• SOURCE EXCERPT:

━━━━━━━━

Despite having enjoyed a successful 40 year career in the private sector – and having raised his children successfully to adulthood – Richard was surprised to discover that his record branded him as a criminal with two previous convictions – one for possessing “dangerous drugs” and the other for “theft from an employer”.

The records surfaced approximately forty years on. Richard’s son wanted to join a choir and as a Dad, Richard needed to pass the new record check.

In the 1960s, aged 16, Richard had been prosecuted for the possession of marijuana and was given a one year conditional discharge. He was never a habitual drug taker; the offence resulted from a one-off mistake when he was approached by a dealer the police wanted to trap. Richard got into trouble again, a few years later, while a student. He was convicted of taking an item of food from a warehouse where he had a job stacking shelves. He believed the item he took was going to waste. Again, he was given a one year conditional discharge and put the mistake behind him.

After graduating, Richard found private sector jobs throughout the 1970s, 80s, 90s and 00s without anyone wanting to know if he had a criminal record. He was given positions of responsibility and had a productive career. Had anyone asked him, he would have said that he had no convictions. He had been discharged by the Courts and understood that his record was still clear. However, approaching sixty, he suddenly discovered that even after forty years of good behaviour, the Police were listing his youthful mistakes as criminal convictions on a non-basic check. Richard now feels he has been retrospectively criminalized and is being punished for events that should have been forgotten decades ago.

Richard says: “When you look at this record, it looks dreadful. But I was never really the drug taking thief that it suggests – I was a young person who made a couple of silly mistakes. But it’s harder than you would ever believe to correct the impression this record creates, even though no-one apart from me knows or should care about what happened over forty years ago.”

Because of this “new” old record, Richard feels unable to apply for third sector work he would like to do. He thinks he is being prevented from contributing in a way the justice system never intended: “I thought that Conditional Discharges were invented to help people get back on track – but since the invention of the CRB/DBS, people like me are shackled with old records they cannot get deleted. This creates a problem that never goes away.”
Richard believes that, realistically, he will never be chosen to do voluntary or third sector work for charities etc. He is inhibited about making applications requiring checks because he knows he will be required to explain away his mistakes to people who would largely prefer not to hear, or be asked to think deeply, about a senior applicant’s juvenile problems.

Richard believes that the Government needs to make decisive changes to the law so that the Check stop listing from youthful mistakes that resulted in conditional discharges decades ago.

Richard concludes, “We have lost faith in the capacity of people to learn from their mistakes and to change for the better. The present system is preventing people like me from participating.”

━━━━━━━━

• RAW DATA:
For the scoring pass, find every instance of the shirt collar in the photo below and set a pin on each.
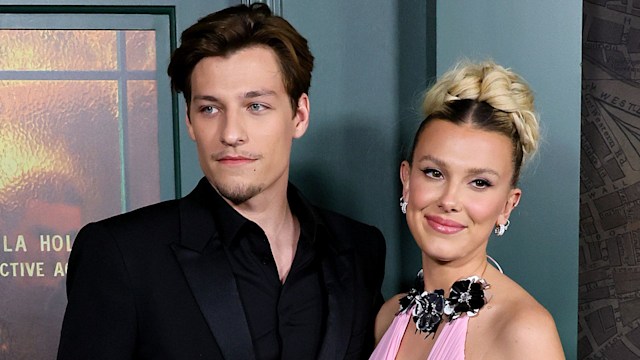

━━━━━━━━

• EXERCISE PROMPT: Reproduce, word for word, the passage about Richard's record check above, between "The records surfaced" and "mistake behind him.", inclusive.

• REPLY TO THE TASK:
The records surfaced approximately forty years on. Richard’s son wanted to join a choir and as a Dad, Richard needed to pass the new record check.

In the 1960s, aged 16, Richard had been prosecuted for the possession of marijuana and was given a one year conditional discharge. He was never a habitual drug taker; the offence resulted from a one-off mistake when he was approached by a dealer the police wanted to trap. Richard got into trouble again, a few years later, while a student. He was convicted of taking an item of food from a warehouse where he had a job stacking shelves. He believed the item he took was going to waste. Again, he was given a one year conditional discharge and put the mistake behind him.